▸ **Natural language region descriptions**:
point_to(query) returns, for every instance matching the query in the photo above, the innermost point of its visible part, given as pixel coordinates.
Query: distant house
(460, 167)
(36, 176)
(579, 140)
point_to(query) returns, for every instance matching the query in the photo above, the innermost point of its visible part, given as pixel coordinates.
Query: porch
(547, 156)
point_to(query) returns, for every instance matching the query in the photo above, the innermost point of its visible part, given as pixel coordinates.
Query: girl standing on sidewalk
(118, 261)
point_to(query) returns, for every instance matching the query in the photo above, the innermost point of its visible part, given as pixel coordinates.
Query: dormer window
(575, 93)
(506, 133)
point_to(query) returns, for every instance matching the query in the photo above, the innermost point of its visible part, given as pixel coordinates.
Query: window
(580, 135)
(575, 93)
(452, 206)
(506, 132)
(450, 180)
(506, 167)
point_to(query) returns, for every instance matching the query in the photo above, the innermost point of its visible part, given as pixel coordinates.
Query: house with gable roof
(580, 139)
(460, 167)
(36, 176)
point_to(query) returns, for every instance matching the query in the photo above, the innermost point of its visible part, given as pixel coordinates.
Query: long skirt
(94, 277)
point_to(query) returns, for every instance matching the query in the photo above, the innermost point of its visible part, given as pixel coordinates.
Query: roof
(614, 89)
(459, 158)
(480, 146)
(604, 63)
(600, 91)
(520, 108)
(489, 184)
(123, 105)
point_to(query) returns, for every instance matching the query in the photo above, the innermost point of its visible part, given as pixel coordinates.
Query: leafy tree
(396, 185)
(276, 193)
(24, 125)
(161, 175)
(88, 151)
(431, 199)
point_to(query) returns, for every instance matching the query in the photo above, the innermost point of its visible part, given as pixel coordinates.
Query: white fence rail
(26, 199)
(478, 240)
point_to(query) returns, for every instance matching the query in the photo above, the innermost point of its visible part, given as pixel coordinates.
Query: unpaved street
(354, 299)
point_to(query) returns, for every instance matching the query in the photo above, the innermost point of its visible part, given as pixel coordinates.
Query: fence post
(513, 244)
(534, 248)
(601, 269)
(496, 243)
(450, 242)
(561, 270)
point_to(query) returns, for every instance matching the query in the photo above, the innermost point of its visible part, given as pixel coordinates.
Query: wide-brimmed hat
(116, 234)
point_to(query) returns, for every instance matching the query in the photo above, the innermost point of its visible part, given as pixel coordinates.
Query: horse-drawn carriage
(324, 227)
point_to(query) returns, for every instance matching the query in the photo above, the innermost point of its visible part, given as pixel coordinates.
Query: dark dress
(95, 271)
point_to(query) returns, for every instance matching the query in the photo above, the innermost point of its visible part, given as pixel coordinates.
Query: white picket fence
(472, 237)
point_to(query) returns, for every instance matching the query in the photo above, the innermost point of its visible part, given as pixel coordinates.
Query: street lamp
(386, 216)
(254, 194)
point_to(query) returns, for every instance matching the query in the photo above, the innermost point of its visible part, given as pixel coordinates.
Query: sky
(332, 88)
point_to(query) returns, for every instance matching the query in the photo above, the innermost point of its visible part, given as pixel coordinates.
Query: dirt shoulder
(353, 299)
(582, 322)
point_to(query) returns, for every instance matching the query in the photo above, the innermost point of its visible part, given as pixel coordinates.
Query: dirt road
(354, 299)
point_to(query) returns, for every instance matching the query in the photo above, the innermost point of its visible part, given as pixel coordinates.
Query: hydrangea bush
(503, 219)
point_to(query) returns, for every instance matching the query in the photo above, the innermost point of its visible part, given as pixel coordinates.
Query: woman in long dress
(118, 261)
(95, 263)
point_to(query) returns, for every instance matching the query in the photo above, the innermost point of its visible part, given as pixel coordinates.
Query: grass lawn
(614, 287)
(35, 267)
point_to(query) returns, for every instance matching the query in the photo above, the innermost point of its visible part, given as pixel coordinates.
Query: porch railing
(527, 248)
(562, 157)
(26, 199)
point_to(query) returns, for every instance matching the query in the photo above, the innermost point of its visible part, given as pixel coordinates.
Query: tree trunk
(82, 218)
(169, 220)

▸ **Description of the task**: Copy every record verbatim.

▸ **Exercise answer**:
point_to(query) returns, for every instance matching the query in the photo above, the innermost point of its visible part, given as pixel coordinates.
Query: distant house
(460, 167)
(36, 176)
(579, 140)
point_to(query) returns, for every instance matching the query in the photo above, the innermost point of its visible part, given as pixel coordinates.
Query: porch
(547, 156)
point_to(query) returns, for every instance matching the query in the photo above, the innermost point of its visible part, given as pixel coordinates.
Query: girl standing on sidewalk
(118, 261)
point_to(query) returns, for every instance matching the query in the photo above, the innermost point of its visible part, given as pixel coordinates.
Query: dormer window
(575, 93)
(506, 133)
point_to(query) returns, for every instance matching the query in the photo above, the innermost point of its visible part, given as pixel coordinates.
Query: window
(580, 135)
(575, 93)
(452, 206)
(506, 132)
(450, 180)
(506, 167)
point_to(query) returns, for every instance matching the query in the photo above, the innermost point of its visible part, given as pixel coordinates.
Query: house with gable roof
(580, 139)
(460, 167)
(36, 176)
point_to(query) returns, for every instance matching the query in the photo above, the innermost point of its visible part, given as pixel coordinates.
Query: long skirt
(94, 277)
point_to(query) returns, for every instance matching the query in the photo above, the innermost point of its visible part, given as pixel coordinates.
Query: roof
(614, 89)
(459, 158)
(480, 146)
(604, 63)
(600, 91)
(520, 108)
(489, 184)
(123, 105)
point_to(query) returns, for every instance matching the query in the photo above, the innermost point of its visible part, given as pixel coordinates.
Query: leafy tree
(396, 185)
(276, 193)
(24, 125)
(161, 175)
(88, 151)
(431, 199)
point_to(query) returns, for every instance matching the query in the photo above, the innermost point of its visible part, given as pixel coordinates.
Query: white fence rail
(26, 199)
(478, 240)
point_to(query) returns, for every instance matching the query in the photo above, the innermost point of its visible part, given as pixel coordinates.
Query: unpaved street
(354, 299)
point_to(query) returns, for every instance matching the query in the photo above, the innermost point of its visible part, given as pixel coordinates.
Query: fence post
(513, 244)
(534, 248)
(601, 269)
(496, 243)
(450, 242)
(561, 270)
point_to(query) returns, for every instance matching the query in the photo above, the innermost point of its visible part, given as pixel coordinates.
Query: wide-brimmed hat
(116, 234)
point_to(query) returns, for every instance matching the query in the photo above, the innermost point of its visible part, given as pixel coordinates.
Query: horse-drawn carriage
(324, 227)
point_to(query) returns, for every instance matching the query in the photo above, the innermost point of its visible part, given as pixel coordinates.
Query: dark dress
(95, 271)
point_to(query) returns, for every instance matching the query in the photo above, the innermost point of its visible part, given as pixel coordinates.
Query: white picket fence
(472, 237)
point_to(query) returns, for every instance matching the query in the photo above, the innermost point of its visible part, given as pixel coordinates.
Query: street lamp
(386, 216)
(254, 194)
point_to(query) returns, for every instance matching the query in the photo above, the innermost point of its visible part, given as pixel coordinates.
Query: sky
(332, 88)
point_to(query) returns, for every instance matching the query in the photo above, the innermost point of its visible part, given as pixel coordinates.
Query: dirt shoulder
(353, 299)
(582, 322)
point_to(query) returns, for every instance matching the query in the photo above, the innermost point of its visible part, given as pixel coordinates.
Query: dirt road
(354, 299)
point_to(query) returns, for every instance matching the query in the photo above, the innermost point of its visible part, given as pixel coordinates.
Query: hydrangea bush
(503, 219)
point_to(query) returns, for every instance matching the query in the photo above, the innermost point of its visible part, given as pixel coordinates.
Query: woman in long dress
(118, 261)
(95, 263)
point_to(query) returns, for every instance matching the query in the photo above, the innermost point of its visible part, given as pixel coordinates.
Query: grass lawn
(614, 287)
(35, 267)
point_to(query) returns, for every instance matching the query in the photo above, the innermost point of its visible part, given as pixel coordinates.
Query: porch railing
(527, 248)
(562, 157)
(26, 199)
point_to(query) returns, for every instance matching the query in the photo above, the innermost point of its visible part, given as pixel coordinates.
Query: tree trunk
(82, 218)
(169, 220)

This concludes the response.